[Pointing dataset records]

= = = =

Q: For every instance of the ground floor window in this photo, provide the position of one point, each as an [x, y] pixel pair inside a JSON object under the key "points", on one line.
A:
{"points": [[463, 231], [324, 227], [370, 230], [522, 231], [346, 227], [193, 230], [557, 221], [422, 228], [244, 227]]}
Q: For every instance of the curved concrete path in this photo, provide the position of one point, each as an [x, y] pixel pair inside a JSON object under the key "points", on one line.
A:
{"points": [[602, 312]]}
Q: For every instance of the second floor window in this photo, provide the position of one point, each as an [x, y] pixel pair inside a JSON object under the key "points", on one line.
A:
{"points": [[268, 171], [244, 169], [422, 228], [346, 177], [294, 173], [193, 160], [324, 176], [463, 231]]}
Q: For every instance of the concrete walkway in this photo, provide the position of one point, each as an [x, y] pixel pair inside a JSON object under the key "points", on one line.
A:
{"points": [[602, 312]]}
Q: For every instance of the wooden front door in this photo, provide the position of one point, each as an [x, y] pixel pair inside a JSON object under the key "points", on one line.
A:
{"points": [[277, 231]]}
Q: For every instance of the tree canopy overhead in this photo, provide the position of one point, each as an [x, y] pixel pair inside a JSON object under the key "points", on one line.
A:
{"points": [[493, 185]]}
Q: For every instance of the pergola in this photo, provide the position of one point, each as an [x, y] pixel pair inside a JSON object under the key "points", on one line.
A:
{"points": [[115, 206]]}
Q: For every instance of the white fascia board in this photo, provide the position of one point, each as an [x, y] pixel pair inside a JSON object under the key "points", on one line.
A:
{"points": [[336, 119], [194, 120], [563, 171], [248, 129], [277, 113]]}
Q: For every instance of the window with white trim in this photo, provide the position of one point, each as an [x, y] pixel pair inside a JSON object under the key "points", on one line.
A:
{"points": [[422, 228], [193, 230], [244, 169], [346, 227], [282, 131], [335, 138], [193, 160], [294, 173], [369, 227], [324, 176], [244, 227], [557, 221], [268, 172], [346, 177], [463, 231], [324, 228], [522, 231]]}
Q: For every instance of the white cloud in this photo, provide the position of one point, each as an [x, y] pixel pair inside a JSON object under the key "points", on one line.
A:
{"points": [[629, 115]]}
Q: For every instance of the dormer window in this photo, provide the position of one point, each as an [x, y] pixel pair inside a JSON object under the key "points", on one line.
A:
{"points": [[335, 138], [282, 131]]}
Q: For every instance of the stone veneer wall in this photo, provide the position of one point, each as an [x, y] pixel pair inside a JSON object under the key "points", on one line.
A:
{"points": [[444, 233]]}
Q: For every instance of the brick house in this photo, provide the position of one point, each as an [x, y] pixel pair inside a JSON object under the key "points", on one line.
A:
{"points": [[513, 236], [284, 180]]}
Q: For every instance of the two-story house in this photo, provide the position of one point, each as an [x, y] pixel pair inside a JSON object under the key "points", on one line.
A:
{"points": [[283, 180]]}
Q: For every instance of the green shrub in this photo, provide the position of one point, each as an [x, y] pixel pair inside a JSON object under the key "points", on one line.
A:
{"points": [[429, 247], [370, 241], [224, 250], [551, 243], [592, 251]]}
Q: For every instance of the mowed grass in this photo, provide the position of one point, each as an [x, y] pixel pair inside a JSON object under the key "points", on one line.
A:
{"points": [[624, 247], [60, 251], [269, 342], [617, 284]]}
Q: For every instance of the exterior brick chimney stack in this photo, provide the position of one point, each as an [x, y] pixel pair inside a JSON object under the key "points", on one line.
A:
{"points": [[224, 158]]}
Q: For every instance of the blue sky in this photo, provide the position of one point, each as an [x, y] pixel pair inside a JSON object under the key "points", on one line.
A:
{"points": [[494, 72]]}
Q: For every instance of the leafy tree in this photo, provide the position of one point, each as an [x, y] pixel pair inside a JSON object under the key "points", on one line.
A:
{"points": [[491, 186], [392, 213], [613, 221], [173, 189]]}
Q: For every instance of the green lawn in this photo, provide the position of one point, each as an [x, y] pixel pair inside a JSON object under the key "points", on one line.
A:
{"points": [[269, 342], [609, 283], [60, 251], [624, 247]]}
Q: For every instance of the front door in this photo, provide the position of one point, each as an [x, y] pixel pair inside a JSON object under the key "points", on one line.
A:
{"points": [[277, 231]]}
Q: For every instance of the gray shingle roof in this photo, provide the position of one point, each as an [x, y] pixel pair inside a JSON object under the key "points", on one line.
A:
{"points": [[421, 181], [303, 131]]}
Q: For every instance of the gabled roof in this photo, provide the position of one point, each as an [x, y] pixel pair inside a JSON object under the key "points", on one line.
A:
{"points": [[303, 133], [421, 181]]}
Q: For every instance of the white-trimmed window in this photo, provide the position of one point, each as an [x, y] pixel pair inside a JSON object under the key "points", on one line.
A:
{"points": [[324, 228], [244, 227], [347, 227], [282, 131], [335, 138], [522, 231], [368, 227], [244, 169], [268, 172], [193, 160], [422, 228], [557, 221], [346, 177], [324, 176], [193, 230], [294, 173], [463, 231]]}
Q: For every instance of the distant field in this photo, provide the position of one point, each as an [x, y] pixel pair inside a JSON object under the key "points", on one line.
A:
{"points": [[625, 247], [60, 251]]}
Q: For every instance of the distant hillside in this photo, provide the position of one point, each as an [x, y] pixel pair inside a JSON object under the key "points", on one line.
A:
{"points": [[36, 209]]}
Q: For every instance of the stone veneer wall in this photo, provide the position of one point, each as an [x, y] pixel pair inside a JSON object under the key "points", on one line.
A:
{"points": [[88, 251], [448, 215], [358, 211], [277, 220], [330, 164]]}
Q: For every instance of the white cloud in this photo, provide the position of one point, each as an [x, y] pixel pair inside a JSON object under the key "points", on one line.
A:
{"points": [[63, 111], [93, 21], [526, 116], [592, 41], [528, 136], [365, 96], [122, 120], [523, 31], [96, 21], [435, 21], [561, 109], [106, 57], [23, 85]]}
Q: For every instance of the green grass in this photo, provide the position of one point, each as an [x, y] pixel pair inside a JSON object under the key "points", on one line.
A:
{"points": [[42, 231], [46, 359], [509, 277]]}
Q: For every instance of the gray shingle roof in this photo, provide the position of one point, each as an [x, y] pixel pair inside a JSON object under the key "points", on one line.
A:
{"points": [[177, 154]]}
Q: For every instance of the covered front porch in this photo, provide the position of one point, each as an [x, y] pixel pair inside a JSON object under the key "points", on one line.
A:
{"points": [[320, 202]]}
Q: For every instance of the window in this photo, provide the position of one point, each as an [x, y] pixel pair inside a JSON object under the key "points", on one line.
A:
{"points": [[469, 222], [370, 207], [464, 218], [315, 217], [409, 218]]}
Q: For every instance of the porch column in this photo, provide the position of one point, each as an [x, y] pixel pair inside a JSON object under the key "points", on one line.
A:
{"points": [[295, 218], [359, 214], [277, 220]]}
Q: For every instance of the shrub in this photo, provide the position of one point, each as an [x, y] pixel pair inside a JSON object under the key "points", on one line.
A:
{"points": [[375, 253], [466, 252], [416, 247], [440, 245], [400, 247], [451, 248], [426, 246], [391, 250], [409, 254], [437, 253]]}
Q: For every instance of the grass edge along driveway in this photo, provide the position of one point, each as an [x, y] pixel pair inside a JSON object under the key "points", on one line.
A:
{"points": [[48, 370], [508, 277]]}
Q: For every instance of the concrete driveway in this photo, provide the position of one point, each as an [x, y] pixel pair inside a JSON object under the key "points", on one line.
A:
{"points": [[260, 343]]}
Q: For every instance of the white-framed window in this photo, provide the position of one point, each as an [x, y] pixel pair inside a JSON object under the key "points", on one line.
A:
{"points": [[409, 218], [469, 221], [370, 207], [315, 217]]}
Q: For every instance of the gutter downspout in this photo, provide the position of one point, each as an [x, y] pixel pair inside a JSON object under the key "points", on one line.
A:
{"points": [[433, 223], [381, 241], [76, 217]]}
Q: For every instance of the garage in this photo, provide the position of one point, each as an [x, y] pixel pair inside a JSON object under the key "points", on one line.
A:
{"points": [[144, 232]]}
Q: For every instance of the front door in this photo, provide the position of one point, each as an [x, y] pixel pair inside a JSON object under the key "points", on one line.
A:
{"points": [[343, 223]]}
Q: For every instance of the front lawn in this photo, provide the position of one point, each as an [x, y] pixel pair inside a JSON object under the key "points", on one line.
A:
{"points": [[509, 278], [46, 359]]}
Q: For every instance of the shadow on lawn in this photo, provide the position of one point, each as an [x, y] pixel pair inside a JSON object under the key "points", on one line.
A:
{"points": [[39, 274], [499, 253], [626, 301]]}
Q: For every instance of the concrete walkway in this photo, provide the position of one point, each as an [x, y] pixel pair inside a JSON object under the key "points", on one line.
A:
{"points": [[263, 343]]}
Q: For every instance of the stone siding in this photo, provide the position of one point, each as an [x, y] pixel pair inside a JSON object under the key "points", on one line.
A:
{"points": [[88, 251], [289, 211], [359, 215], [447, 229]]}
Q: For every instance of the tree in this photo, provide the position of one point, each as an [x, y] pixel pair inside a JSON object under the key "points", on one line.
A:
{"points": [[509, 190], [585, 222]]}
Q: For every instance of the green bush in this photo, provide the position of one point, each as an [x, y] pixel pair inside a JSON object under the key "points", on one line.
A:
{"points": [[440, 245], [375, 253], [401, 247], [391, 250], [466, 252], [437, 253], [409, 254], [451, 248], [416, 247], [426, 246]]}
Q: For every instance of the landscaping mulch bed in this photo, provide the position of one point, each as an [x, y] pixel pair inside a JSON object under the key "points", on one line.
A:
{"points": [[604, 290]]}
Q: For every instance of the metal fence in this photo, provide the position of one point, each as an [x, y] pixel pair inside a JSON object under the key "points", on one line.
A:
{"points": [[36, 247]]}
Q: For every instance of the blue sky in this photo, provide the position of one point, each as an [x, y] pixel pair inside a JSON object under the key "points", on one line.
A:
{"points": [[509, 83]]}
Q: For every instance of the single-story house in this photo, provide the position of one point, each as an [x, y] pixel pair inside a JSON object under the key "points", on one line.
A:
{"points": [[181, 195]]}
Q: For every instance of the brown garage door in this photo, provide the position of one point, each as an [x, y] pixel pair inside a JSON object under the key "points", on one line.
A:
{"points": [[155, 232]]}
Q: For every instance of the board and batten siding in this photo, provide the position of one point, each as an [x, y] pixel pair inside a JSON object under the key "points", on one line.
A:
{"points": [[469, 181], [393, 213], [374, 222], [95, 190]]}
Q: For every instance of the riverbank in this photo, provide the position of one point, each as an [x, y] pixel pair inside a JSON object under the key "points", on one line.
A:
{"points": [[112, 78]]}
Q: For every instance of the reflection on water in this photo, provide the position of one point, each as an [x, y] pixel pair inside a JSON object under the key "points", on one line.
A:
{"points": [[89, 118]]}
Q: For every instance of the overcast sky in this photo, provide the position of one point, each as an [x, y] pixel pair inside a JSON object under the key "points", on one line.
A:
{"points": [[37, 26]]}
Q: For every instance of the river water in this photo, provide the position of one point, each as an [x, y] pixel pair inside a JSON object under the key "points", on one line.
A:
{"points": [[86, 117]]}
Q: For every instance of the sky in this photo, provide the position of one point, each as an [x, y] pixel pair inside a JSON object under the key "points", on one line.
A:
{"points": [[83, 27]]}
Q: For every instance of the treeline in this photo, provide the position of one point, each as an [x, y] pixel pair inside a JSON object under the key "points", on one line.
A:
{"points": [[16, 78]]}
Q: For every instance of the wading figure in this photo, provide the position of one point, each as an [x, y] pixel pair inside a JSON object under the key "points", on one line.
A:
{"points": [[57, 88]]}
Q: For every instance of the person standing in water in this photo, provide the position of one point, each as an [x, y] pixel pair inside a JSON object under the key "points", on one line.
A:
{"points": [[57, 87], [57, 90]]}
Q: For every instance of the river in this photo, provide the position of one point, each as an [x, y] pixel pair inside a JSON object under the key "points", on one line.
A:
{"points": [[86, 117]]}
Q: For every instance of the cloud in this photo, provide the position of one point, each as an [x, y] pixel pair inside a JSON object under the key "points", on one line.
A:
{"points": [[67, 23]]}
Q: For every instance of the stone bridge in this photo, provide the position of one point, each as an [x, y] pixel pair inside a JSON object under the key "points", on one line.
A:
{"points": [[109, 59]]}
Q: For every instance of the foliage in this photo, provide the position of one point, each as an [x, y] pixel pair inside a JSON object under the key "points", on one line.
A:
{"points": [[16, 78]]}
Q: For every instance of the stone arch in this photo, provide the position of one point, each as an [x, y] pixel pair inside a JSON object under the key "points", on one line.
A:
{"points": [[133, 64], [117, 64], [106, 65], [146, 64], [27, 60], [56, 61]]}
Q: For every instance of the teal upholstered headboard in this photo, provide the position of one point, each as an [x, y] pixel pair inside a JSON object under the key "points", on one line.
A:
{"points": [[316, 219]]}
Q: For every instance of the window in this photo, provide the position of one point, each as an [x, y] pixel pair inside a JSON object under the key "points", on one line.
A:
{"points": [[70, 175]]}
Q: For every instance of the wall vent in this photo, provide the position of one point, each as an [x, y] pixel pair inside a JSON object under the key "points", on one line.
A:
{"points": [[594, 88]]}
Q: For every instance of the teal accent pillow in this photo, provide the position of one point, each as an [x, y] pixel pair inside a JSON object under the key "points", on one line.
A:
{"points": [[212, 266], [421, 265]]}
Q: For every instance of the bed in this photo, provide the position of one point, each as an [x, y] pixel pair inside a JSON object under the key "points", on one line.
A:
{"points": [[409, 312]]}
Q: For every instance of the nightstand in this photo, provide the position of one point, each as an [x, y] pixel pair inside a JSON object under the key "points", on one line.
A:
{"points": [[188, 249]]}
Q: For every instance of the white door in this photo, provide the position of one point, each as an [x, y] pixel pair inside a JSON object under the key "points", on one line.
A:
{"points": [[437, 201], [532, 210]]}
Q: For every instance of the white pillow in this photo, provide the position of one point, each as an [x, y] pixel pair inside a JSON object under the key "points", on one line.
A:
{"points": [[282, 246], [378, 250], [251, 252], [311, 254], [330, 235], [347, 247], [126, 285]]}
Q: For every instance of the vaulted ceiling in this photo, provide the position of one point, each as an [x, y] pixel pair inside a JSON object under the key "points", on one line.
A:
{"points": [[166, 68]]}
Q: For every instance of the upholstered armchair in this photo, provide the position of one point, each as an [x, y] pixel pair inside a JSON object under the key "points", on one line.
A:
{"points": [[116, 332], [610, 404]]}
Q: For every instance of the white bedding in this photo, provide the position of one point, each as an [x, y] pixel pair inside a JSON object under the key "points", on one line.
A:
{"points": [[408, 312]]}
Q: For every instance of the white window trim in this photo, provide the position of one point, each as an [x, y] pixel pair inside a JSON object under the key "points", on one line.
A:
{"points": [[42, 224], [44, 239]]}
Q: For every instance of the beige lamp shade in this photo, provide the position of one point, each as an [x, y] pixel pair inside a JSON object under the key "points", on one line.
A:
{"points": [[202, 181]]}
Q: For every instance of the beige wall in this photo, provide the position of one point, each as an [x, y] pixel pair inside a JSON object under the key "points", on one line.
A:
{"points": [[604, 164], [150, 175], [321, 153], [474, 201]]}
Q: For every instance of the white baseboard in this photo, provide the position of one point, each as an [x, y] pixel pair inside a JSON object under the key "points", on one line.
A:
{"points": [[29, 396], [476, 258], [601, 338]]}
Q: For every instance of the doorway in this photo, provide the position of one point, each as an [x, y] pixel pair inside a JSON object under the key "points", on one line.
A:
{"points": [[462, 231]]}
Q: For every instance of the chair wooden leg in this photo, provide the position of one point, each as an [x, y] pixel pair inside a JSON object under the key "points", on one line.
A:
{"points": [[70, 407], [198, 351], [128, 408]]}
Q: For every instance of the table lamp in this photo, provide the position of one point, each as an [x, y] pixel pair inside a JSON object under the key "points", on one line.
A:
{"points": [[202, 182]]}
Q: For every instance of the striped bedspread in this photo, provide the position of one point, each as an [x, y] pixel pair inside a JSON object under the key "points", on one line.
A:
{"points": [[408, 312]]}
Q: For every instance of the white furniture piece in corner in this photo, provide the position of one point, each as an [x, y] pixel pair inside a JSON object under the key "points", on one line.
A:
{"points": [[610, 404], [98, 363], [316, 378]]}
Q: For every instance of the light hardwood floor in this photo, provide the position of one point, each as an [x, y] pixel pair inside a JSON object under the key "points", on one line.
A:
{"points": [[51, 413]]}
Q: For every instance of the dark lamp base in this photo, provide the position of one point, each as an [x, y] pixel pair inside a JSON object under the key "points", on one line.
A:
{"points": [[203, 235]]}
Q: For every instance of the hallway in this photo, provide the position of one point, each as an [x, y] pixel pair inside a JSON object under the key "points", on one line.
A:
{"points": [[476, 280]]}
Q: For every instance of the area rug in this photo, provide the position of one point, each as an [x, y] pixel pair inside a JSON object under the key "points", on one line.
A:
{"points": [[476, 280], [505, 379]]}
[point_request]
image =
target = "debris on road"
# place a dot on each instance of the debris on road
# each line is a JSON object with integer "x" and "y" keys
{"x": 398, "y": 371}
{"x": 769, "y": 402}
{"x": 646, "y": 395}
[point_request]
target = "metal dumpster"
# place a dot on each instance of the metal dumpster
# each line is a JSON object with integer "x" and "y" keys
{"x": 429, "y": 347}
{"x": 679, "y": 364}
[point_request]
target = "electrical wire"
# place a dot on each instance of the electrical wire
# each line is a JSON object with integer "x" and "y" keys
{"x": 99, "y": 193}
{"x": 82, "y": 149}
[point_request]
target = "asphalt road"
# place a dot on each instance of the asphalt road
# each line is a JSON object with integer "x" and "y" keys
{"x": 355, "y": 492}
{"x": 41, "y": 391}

= = = =

Exercise brief
Repeat only the lines running from the line that contains "Q: For every instance of the white furniture" through the last line above, inclusive.

Worked answer
Q: For every instance of the white furniture piece in corner in this photo, provide the position of one point, each as an [x, y] pixel pair inside a JSON object under the key "points", on one line.
A:
{"points": [[610, 404], [98, 363], [316, 378]]}
Q: For every instance of the light hardwood floor in this photo, provide the position of one point, each as an [x, y] pixel pair inside a JSON object under the key "points", on one line.
A:
{"points": [[51, 413]]}
Q: For every instance of the dark lamp base in this photo, provide the position of one point, each as an [x, y] pixel pair inside a JSON object under the key "points", on one line.
A:
{"points": [[203, 235]]}
Q: For every instance of the hallway in this photo, provide the position of one point, each as an [x, y] pixel pair inside a JSON object under the key "points", on one line.
A:
{"points": [[476, 280]]}
Q: For every instance of the area rug in this photo, provide the position of one point, each as an [x, y] pixel pair inside a JSON object under the key "points", on one line.
A:
{"points": [[476, 280], [505, 379]]}
[point_request]
image =
target = "debris on road"
# place a dot on each instance of the debris on road
# each line is a JSON object with integer "x" and "y" keys
{"x": 398, "y": 371}
{"x": 769, "y": 402}
{"x": 646, "y": 395}
[point_request]
target = "metal dumpster"
# place a dot on each instance of the metal dumpster
# each line is a JSON object with integer "x" and "y" keys
{"x": 429, "y": 347}
{"x": 679, "y": 364}
[point_request]
target = "electrical wire"
# place a dot on each instance of the electrical wire
# each line is a JSON object with integer "x" and "y" keys
{"x": 99, "y": 193}
{"x": 82, "y": 149}
[point_request]
target = "asphalt road"
# place a dot on each instance of the asphalt road
# each line is a JSON object with integer "x" and "y" keys
{"x": 355, "y": 492}
{"x": 41, "y": 391}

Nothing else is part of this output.